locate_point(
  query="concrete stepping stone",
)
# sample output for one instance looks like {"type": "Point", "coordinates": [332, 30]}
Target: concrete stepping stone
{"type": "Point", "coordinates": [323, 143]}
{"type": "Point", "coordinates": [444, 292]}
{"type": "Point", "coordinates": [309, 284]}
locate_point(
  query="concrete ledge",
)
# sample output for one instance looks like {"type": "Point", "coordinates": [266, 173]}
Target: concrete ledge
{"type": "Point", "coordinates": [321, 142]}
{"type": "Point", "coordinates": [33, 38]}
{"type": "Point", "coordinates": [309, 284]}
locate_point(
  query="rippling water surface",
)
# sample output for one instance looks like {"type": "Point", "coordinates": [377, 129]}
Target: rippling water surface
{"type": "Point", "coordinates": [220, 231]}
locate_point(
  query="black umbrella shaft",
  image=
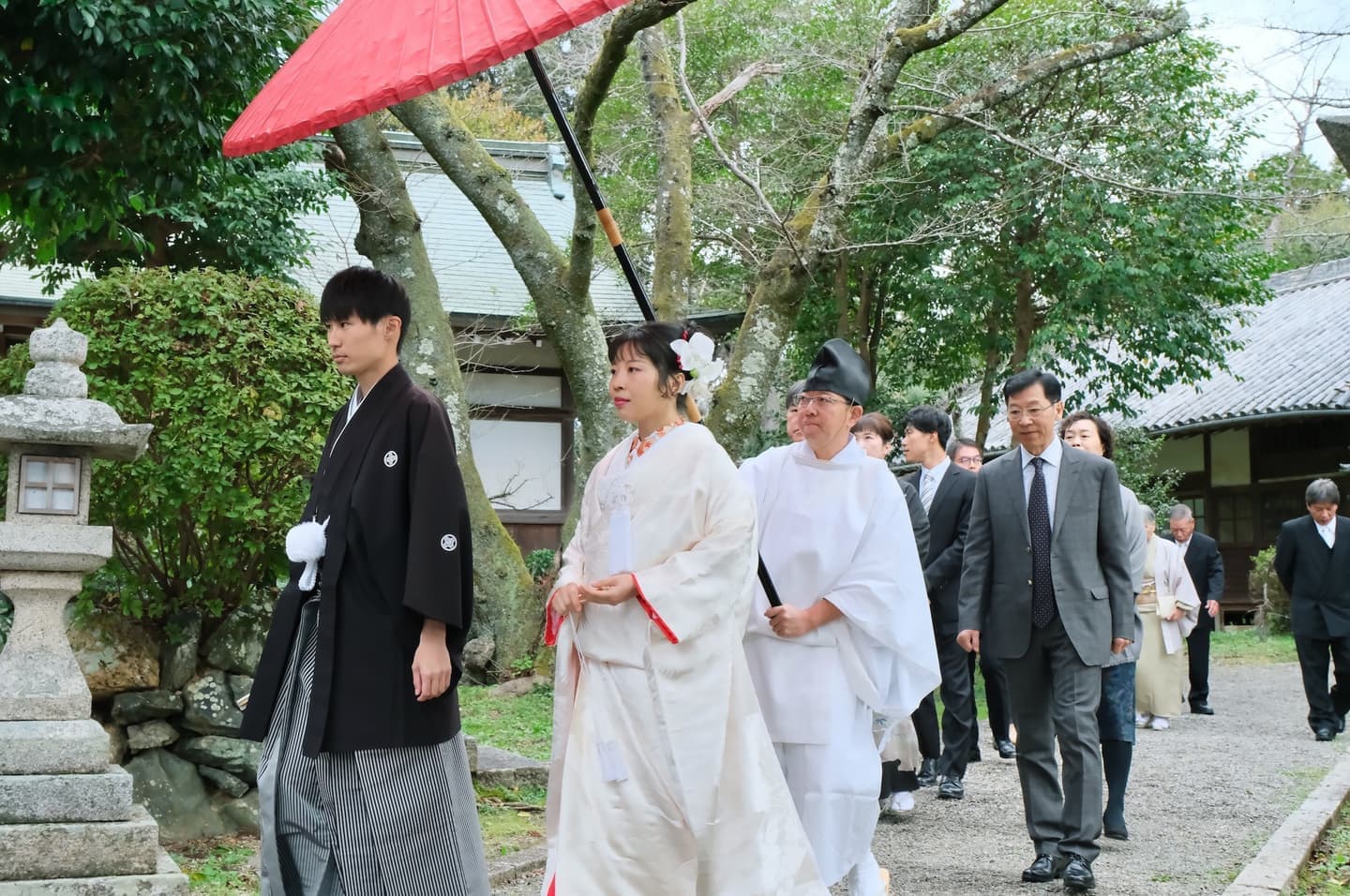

☆ ☆ ☆ ☆

Copy out every line of the items above word for word, leaving out the pictures.

locate_point(
  query="concrete stepping stone",
)
# sample output for one instance looks like {"type": "Point", "coordinates": [332, 30]}
Target: concrete stepping stone
{"type": "Point", "coordinates": [323, 143]}
{"type": "Point", "coordinates": [444, 292]}
{"type": "Point", "coordinates": [309, 284]}
locate_point(
  query="concrete ledge",
)
# sample output for one instance looks like {"type": "Point", "coordinates": [266, 173]}
Target: concrete ledge
{"type": "Point", "coordinates": [321, 142]}
{"type": "Point", "coordinates": [33, 38]}
{"type": "Point", "coordinates": [309, 284]}
locate_point(
  query="rippling water surface",
)
# sample output for one instance looks like {"type": "Point", "coordinates": [377, 129]}
Target: rippling water surface
{"type": "Point", "coordinates": [220, 231]}
locate_point(
  query="black umbrella shaft",
  image=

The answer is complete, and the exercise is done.